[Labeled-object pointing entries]
- - - -

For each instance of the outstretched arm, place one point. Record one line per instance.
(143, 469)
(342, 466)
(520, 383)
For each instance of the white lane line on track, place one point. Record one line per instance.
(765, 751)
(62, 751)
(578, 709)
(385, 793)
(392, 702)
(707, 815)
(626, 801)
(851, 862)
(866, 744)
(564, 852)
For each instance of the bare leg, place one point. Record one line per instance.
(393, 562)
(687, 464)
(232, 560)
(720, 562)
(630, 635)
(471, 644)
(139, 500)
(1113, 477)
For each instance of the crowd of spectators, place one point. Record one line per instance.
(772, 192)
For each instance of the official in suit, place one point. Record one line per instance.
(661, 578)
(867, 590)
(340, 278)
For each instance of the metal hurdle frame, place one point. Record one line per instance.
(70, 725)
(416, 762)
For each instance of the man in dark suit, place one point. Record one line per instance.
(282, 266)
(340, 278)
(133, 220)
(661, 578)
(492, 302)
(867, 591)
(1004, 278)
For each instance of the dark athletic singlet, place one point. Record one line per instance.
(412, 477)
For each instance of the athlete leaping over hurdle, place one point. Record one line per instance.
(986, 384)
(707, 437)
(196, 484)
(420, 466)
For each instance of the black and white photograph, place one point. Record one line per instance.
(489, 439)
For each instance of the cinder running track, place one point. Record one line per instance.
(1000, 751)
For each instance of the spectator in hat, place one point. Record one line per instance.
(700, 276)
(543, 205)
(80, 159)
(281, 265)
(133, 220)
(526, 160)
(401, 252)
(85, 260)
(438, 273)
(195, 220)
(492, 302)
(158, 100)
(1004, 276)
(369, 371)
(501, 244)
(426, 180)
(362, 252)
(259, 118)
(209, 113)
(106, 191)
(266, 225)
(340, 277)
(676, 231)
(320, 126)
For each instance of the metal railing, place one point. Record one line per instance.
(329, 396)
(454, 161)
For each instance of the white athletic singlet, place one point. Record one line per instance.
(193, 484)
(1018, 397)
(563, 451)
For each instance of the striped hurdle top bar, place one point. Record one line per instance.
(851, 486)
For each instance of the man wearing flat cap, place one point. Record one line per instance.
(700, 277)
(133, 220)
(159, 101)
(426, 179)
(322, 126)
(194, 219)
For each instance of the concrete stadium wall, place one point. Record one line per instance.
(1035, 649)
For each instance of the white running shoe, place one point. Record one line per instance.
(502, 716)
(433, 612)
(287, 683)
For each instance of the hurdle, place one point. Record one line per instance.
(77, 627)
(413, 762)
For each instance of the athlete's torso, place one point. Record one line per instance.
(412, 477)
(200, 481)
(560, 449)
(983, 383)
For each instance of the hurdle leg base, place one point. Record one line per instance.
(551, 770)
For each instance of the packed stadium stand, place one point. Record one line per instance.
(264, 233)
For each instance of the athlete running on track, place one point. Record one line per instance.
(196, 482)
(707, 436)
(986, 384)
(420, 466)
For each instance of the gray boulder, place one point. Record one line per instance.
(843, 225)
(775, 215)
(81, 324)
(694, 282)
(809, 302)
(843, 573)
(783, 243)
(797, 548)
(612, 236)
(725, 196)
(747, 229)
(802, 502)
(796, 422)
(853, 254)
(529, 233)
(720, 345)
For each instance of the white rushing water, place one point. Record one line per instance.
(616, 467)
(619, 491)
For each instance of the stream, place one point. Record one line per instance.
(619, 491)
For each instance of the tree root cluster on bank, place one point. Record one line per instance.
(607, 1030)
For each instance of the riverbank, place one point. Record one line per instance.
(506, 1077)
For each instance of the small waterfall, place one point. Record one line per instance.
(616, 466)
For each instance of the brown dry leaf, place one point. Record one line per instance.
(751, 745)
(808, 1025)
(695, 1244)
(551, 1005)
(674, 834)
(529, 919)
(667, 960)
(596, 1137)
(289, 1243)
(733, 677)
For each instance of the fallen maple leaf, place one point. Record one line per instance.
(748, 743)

- - - -

Aim | Copy every record exactly, with nothing added or dropped.

Solution to this exercise |
For each instance of the outstretched arm, place one point. Record one line per instance.
(143, 469)
(342, 466)
(520, 383)
For each instance of the white lane line on track, place one point. Record one line per instance.
(765, 751)
(62, 751)
(578, 709)
(385, 793)
(392, 702)
(707, 815)
(626, 801)
(851, 862)
(866, 744)
(564, 852)
For each instance of the bare leg, place one point. Record one line per instance.
(393, 562)
(687, 464)
(232, 560)
(720, 562)
(630, 635)
(471, 644)
(139, 500)
(1113, 477)
For each instance of the crowd of spectators, place one point. Record one line per instance.
(772, 192)
For each instance of the official in suit, place one point. Record one line per instance.
(661, 578)
(867, 590)
(340, 278)
For each instance of the metal hurdle frame, place one point. Record one line per instance.
(70, 725)
(416, 762)
For each instance of the man in dark suit, place one point. Record one line per instance.
(282, 266)
(340, 278)
(133, 220)
(661, 578)
(492, 302)
(867, 591)
(1004, 278)
For each instance of the dark athletic singlet, place one point. Record one line per instance.
(412, 477)
For each instance of the athlete leaping over hurdle, place one point. Record one line per instance.
(986, 384)
(707, 437)
(196, 484)
(420, 466)
For each instance of the black and white photograph, place one point. Record one line per instance.
(489, 439)
For each instance of the cinder running track, place one point. Record one line per instance.
(1000, 751)
For each instance of the spectator in hat, place one point. Record one line per instance.
(700, 276)
(543, 205)
(80, 159)
(281, 265)
(133, 220)
(526, 160)
(401, 252)
(85, 260)
(438, 273)
(195, 220)
(492, 302)
(158, 100)
(1004, 276)
(369, 371)
(501, 244)
(426, 180)
(362, 252)
(259, 118)
(209, 113)
(106, 191)
(266, 225)
(340, 277)
(676, 231)
(320, 126)
For each instance of the metal railing, place one point. Record one line per instance.
(329, 396)
(454, 161)
For each instance of the white athletic singlet, place one point. Record one line per instance.
(193, 484)
(1018, 397)
(563, 451)
For each instance of the striped hurdle top bar, place one point. Record one line per instance.
(851, 486)
For each instance of the man wearing flat cap, place one point. Record one line per instance.
(700, 277)
(133, 220)
(159, 101)
(426, 179)
(322, 126)
(194, 219)
For each instance of the concrete stadium wall, place one point. Record one line per instance.
(1035, 649)
For each instance of the white running shoe, place one point. Record one line per instance.
(502, 716)
(433, 612)
(287, 683)
For each instance of the hurdle, place one point. Record one line per instance.
(77, 627)
(413, 762)
For each instance of the athlete's torso, place one point. Record one line per instance.
(412, 477)
(200, 481)
(560, 449)
(983, 383)
For each instance of the hurdle leg base, place one point. Record one line per instance.
(551, 770)
For each instance of the packed stadium stand, place one point. Record one line per instance.
(264, 233)
For each instance of the athlete running on track, place one point. Record one line per instance.
(196, 482)
(707, 436)
(986, 384)
(420, 466)
For each instance of the gray boulder, place one point. Record one line per instance.
(843, 225)
(775, 215)
(81, 324)
(694, 282)
(809, 302)
(843, 573)
(783, 243)
(797, 548)
(612, 236)
(725, 196)
(747, 229)
(802, 502)
(796, 422)
(853, 254)
(529, 233)
(720, 345)
For each instance of the white rushing water, place one point. Record one line per instance.
(616, 467)
(619, 491)
For each instance of the stream, place one point. Record one line per instance.
(619, 491)
For each instance of the tree root cluster on bank, place one point. Record one line per instance.
(607, 1030)
For each instance of the riverbank, place one point. Record one line per instance.
(506, 1077)
For each instance of the small waterfall, place one point. Record one line per instance.
(616, 466)
For each instance of the brown dry leaf, place one point. Record one line per instance.
(751, 745)
(808, 1025)
(695, 1244)
(551, 1005)
(674, 834)
(529, 919)
(667, 960)
(596, 1137)
(289, 1243)
(733, 677)
For each instance of the fallen maple leaf, place one point. Record one line per instance.
(748, 743)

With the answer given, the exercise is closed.